◆ EXTRAIT CITÉ:

___

On le sait fort bien, Gilles Villeneuve ne baissait jamais les bras. Il n’abdiquait aucunement, même si cela lui a parfois joué de vilains tours.
En 1979, il pilote une Ferrari 312 T4 aux côtés de Jody Scheckter. Ce dernier, expérimenté, laisse sagement Villeneuve faire le spectacle tandis que lui s’applique à accumuler des points et à viser le titre mondial.
En août, Villeneuve vient de grimper sur le podium en Autriche et les écuries de Formule 1 se retrouvent près des plages de la Mer du Nord sur le tracé de Zandvoort pour y disputer le Grand Prix des Pays-Bas.
Il ne s’agit pas du tout du circuit hollandais qu’on connaît aujourd’hui. L’ancien Zandvoort était beaucoup moins sécuritaire et le premier virage, qui suivait une longue ligne droite, consistait en une épingle assez large qui tournait à droite et nommée Tarzan.
Le Français René Arnoux installe sa Renault turbo RS10 en pole position devant les Williams FW07-Ford d’Alan Jones et de Clay Regazzoni, l’autre Renault de Jean-Pierre Jabouille et les Ferrari de Scheckter et de Villeneuve.
Villeneuve réussit un véritable départ de drag ! Au freinage pour Tarzan, il occupe le second rang derrière Jones. Mais derrière eux, ça cogne dur. Un accrochage élimine Arnoux et Regazzoni tandis que quelques virages plus tard, la Lotus 79-Ford de Carlos Reutemann percute l’arrière de la Tyrrell 009-Ford de Jean-Pierre Jarier.
Alan Jones mène la course, mais est pourchassé par Villeneuve. Au 11e tour, Villeneuve réussit à passer devant la Williams en la doublant par l’extérieur dans le virage Tarzan ! Mario Andretti avait déjà tenté cette manœuvre dans ce virage contre James Hunt en 1977, mais cela s’était terminé par un accrochage. Mais cette fois, Villeneuve fait preuve de finesse et prend la tête de la course.
Villeneuve occupe le premier rang, mais ses pneus Michelin se dégradent. La tenue de la route de la Ferrari devient de plus en plus erratique. Au 47e tour, la Ferrari, instable, touche un vibreur et dérape, ce qui permet à Jones de repasser en première place. Villeneuve n’a miraculeusement rien touché. Il n’a perdu que 10 secondes sur Jones.

___

◆ DONNÉES ENREGISTRÉES:
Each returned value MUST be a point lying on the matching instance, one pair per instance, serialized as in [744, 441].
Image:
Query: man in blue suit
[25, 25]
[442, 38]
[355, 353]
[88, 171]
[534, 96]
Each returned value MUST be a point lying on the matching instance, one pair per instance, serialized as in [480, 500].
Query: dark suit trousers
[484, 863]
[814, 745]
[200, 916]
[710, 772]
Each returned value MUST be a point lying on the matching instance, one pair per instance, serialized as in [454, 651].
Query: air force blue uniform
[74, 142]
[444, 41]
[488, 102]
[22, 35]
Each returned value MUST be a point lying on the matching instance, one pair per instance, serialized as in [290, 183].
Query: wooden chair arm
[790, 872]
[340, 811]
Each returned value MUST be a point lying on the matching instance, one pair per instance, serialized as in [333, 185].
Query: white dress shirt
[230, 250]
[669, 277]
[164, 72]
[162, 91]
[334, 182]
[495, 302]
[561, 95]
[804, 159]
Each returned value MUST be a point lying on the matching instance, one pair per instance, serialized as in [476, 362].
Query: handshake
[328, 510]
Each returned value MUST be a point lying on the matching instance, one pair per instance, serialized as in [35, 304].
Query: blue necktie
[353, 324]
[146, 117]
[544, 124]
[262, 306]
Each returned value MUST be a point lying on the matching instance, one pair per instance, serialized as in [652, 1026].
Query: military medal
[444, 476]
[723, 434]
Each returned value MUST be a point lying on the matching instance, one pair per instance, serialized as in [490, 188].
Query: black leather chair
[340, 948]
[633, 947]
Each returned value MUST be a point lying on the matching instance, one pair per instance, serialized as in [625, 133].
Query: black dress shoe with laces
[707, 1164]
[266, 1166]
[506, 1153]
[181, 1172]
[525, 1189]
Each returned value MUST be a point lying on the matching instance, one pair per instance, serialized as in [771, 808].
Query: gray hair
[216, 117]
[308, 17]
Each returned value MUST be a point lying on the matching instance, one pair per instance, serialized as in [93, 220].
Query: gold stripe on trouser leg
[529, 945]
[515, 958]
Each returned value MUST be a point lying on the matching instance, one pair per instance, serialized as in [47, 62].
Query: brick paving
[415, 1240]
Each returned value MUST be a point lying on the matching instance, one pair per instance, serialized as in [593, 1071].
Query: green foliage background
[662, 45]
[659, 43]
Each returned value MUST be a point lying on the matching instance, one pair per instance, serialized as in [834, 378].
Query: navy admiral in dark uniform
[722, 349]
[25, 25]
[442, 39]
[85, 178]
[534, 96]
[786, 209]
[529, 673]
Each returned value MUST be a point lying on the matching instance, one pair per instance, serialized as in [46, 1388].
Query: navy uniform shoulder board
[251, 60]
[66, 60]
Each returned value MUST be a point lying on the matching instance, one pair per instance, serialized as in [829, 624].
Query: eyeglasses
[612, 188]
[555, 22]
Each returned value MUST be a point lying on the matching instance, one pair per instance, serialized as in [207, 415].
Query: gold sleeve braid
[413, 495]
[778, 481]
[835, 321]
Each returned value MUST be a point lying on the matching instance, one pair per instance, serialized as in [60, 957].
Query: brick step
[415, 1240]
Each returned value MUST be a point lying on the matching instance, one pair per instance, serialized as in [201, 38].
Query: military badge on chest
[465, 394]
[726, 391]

___

◆ TRAVAIL DEMANDÉ:
a: Les affirmations suivantes concordent-elles avec l'extrait cité ? Pour chacune, répondez par oui ou non en citant textuellement les mots qui tranchent.
(i) En 1979, Villeneuve pilote une Ferrari 312 T4 aux côtés de Jody Scheckter.
(ii) René Arnoux obtient la pole position au volant d'une Williams.
(iii) Au 47e tour, Villeneuve perd 30 secondes sur Jones.
b: Répondez brièvement, d'après l'extrait cité :
(i) Quel nom porte le premier virage de l'ancien Zandvoort ?
(ii) À quel tour Villeneuve double-t-il la Williams de Jones ?
(iii) De quelle marque sont les pneus de la Ferrari de Villeneuve ?
c: Recopiez fidèlement l'extrait cité, en partant de « Il ne s’agit » et en allant jusqu'à « et de Villeneuve. ».
Seul l'extrait cité sert de référence.

◆ RÉPONSES:
a:
(i) Oui : « il pilote une Ferrari 312 T4 aux côtés de Jody Scheckter »
(ii) Non : « René Arnoux installe sa Renault turbo RS10 en pole position »
(iii) Non : « Il n’a perdu que 10 secondes sur Jones. »

b:
(i) Tarzan
(ii) Au 11e tour
(iii) Michelin

c:
Il ne s’agit pas du tout du circuit hollandais qu’on connaît aujourd’hui. L’ancien Zandvoort était beaucoup moins sécuritaire et le premier virage, qui suivait une longue ligne droite, consistait en une épingle assez large qui tournait à droite et nommée Tarzan.
Le Français René Arnoux installe sa Renault turbo RS10 en pole position devant les Williams FW07-Ford d’Alan Jones et de Clay Regazzoni, l’autre Renault de Jean-Pierre Jabouille et les Ferrari de Scheckter et de Villeneuve.